◆ **Data for this exercise**:

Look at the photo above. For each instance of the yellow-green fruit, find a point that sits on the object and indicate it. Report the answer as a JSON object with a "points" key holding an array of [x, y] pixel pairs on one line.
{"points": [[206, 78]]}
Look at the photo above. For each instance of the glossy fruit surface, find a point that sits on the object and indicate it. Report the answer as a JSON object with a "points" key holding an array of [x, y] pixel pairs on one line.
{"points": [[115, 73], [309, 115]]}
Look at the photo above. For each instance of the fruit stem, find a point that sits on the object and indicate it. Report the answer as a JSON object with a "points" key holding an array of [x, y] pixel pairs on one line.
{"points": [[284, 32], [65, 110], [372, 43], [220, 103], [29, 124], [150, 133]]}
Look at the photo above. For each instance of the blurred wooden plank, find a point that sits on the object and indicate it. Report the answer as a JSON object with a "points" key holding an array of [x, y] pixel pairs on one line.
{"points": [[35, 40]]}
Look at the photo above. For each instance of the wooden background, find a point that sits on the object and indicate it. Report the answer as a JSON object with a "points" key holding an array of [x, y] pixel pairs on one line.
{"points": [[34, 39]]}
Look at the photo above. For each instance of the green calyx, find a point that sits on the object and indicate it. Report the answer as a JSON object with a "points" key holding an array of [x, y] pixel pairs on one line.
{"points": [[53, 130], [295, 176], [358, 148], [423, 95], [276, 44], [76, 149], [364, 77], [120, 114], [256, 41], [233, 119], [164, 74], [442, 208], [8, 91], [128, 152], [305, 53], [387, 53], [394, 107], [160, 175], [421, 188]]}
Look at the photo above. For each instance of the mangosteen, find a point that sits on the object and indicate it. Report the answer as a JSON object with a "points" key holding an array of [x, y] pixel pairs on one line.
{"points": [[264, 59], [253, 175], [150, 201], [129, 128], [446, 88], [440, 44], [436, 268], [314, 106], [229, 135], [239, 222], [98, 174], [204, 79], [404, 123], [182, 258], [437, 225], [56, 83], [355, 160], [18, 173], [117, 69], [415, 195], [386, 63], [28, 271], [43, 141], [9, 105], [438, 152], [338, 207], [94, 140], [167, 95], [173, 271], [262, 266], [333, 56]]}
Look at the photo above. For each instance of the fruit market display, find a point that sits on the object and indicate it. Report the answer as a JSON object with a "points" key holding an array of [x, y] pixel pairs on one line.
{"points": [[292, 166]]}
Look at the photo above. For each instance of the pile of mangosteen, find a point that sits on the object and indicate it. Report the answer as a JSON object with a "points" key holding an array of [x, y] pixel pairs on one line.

◆ **Problem to work on**:
Once you have read the records above, set each one down again exactly.

◆ **Expected output**:
Look at the photo above. For each instance of the yellow-green fruit, find a point that sits on the object and indicate it. Report the answer as a JSON object with a "points" key holding an array of [x, y] pixel pairs on one line.
{"points": [[206, 78]]}
Look at the photo above. For each instance of the glossy fruit surface, find a point that sits on the object and indicate it. Report the answer as a JSON object with a "points" key holding an array of [x, y] pixel pairs on one line.
{"points": [[115, 73], [309, 115]]}
Look at the photo above. For each instance of the fruit stem, find a point that sits on the object and indicate it. Report the answer as a JSON object with a "points" key holding an array of [x, y] pixel pairs on one line.
{"points": [[284, 32], [65, 110], [372, 43], [220, 103], [29, 124], [150, 133]]}
Look at the photo above. For each instance of the blurred wooden plank, find a point that sits on the object and indicate it. Report the answer as a JSON object with a "points" key holding an array of [x, y] pixel pairs on one line.
{"points": [[35, 40]]}
Look at the photo above. For each instance of the wooden background, find a point that sits on the object and indicate it. Report the answer as a JSON object with a "points" key holding an array of [x, y] pixel pairs on one line.
{"points": [[34, 39]]}
Look at the photo above. For each instance of the green calyx, find a point that sits on the object and indicate it. Report the answer as a JSON object with a "points" key holding an array of [x, y] pixel pairs on one line.
{"points": [[53, 130], [295, 176], [358, 148], [423, 95], [276, 44], [76, 149], [364, 77], [120, 114], [256, 41], [233, 119], [164, 74], [442, 208], [8, 91], [128, 152], [305, 53], [387, 53], [394, 107], [160, 175], [421, 188]]}
Look at the photo above. For each instance of the mangosteen, find a point that sits on the object and indicate it. Report the answer as a JSON object with a "points" key holding an array of [x, y] pixel pairs on one line.
{"points": [[264, 59], [253, 175], [150, 201], [129, 128], [446, 88], [440, 44], [436, 268], [314, 106], [229, 135], [239, 222], [98, 174], [204, 79], [404, 123], [182, 258], [437, 225], [56, 83], [355, 160], [18, 173], [117, 69], [415, 195], [386, 63], [28, 271], [43, 141], [9, 105], [438, 152], [338, 207], [94, 140], [167, 95], [173, 271], [262, 266], [333, 56]]}
Look at the photo above. For each instance of the fruit market display, find a point that sits on the object and indicate it. Report the answer as a JSON object with a "points" key holding an array of [x, y] pixel pairs on one line.
{"points": [[292, 166]]}
Look at the photo above. For each instance of the pile of mangosteen, find a point that sits on the object and indicate it. Report the answer as a JSON object with a "points" key holding an array of [x, y] pixel pairs on one line.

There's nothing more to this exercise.